-- START Supplied entries --

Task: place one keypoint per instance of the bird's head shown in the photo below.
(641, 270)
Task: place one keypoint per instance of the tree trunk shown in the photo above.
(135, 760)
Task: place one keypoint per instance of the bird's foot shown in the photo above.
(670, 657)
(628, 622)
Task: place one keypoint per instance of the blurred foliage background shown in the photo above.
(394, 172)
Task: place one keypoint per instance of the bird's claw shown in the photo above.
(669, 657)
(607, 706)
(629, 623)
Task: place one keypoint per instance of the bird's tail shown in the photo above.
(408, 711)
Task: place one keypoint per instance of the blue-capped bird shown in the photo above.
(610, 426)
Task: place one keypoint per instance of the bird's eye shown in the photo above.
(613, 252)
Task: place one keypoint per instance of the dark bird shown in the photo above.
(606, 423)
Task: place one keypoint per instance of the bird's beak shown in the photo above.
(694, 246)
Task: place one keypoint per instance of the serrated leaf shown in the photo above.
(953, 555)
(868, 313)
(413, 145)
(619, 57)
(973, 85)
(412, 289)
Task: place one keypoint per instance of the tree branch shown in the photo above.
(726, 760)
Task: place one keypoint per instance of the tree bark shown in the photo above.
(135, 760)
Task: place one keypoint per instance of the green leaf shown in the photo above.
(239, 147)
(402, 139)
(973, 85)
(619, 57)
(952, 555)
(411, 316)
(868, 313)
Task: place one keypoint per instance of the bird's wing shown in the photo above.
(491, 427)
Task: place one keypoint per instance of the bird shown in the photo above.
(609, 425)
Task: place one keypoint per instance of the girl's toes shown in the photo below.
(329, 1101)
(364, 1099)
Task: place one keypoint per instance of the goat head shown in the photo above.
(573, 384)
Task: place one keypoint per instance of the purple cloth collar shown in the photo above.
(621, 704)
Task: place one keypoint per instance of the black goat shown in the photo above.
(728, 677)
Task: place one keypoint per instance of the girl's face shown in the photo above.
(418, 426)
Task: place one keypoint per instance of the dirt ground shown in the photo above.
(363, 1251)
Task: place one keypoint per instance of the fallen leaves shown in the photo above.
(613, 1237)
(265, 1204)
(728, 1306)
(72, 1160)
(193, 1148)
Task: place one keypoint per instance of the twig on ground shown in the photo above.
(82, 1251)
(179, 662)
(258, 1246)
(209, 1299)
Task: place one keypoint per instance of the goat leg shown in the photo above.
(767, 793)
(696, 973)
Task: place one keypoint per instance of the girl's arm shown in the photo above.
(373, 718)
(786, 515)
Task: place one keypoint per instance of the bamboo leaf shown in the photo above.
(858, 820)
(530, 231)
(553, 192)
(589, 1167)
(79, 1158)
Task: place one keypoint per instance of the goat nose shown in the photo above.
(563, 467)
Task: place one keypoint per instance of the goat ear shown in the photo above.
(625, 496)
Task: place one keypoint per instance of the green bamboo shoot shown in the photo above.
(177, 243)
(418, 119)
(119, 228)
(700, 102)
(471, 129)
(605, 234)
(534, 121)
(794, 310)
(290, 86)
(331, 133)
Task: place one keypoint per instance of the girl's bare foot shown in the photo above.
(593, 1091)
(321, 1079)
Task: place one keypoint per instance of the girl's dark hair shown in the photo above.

-- END Supplied entries --

Task goal -
Reproduce the material precisely, including every line.

Exercise result -
Task: place one keypoint per instance of the bird's head shown in the photo below.
(641, 270)
Task: place one keypoint per instance of the tree trunk shown in the photo above.
(135, 760)
Task: place one keypoint per instance of the bird's foot shown in the photo above.
(670, 657)
(628, 622)
Task: place one keypoint per instance of the blurred foliage background shown in the photo above.
(394, 172)
Task: place one keypoint per instance of the bird's claw shown in the photo above.
(669, 657)
(607, 706)
(629, 623)
Task: place one keypoint per instance of the bird's tail shown in the photo above.
(408, 711)
Task: place one keypoint per instance of the blue-capped bird shown in the photo above.
(610, 426)
Task: place one keypoint per instance of the bird's eye shown in the photo above.
(613, 252)
Task: place one keypoint per instance of the dark bird shown in the photo above.
(606, 423)
Task: place one keypoint per instance of the bird's beak shown in the photo above.
(694, 246)
Task: place one keypoint per instance of the serrated leaf shown in the photo above.
(953, 555)
(868, 313)
(413, 145)
(619, 57)
(973, 85)
(412, 289)
Task: place one keypoint per instance of the tree branch shown in the photo above.
(726, 760)
Task: place one keypoint per instance of the tree bark shown in the photo above.
(135, 760)
Task: place one keypoint per instance of the green leaf shown in the photo above.
(239, 147)
(402, 139)
(973, 85)
(619, 57)
(952, 555)
(411, 316)
(868, 313)
Task: place one keypoint per instance of the bird's wing shown in the photo above.
(491, 427)
Task: place one keypoint per instance of the bird shown in the photo above.
(609, 425)
Task: place one keypoint per instance of the girl's toes shown in the photo below.
(329, 1101)
(364, 1099)
Task: place one keypoint per instance of the goat head shown in the photo above.
(573, 384)
Task: place one keypoint per instance of the purple cloth collar shown in the photo above.
(621, 704)
Task: place one keypoint per instance of the black goat shown in the photo above.
(728, 677)
Task: place one keypoint per instance of the girl's face shown in the photo above.
(418, 426)
Task: place one keypoint per instance of the dirt ground shown in the photo above.
(363, 1251)
Task: place one keypoint per instance of the fallen leaves shown in the photo above.
(613, 1237)
(265, 1204)
(728, 1306)
(72, 1160)
(193, 1148)
Task: place one keypoint per instance of the twig on ground shown in the photo above.
(82, 1251)
(179, 662)
(258, 1246)
(209, 1299)
Task: place one keypoint per instance of the goat leg shown in the photo above.
(767, 793)
(696, 973)
Task: place one keypoint per instance of the girl's arm shown in the photo above.
(373, 718)
(786, 515)
Task: place one keypoint per instance of the bamboo leaf shown in the photo above.
(858, 820)
(530, 231)
(553, 192)
(589, 1167)
(79, 1158)
Task: place one keypoint per instance of the goat nose shown in the photo above.
(563, 467)
Task: place one keypoint per instance of the goat ear shown in the photo above.
(625, 496)
Task: place one keypoint per instance of the green bamboo shoot shown in the photo above.
(177, 243)
(418, 119)
(119, 228)
(700, 102)
(471, 129)
(605, 234)
(534, 121)
(794, 310)
(290, 86)
(331, 133)
Task: place one keypoint per instance of the girl's bare foot shown in the photo above.
(593, 1091)
(321, 1079)
Task: place one keypoint per instance of the girl's dark hair shown in the photo above.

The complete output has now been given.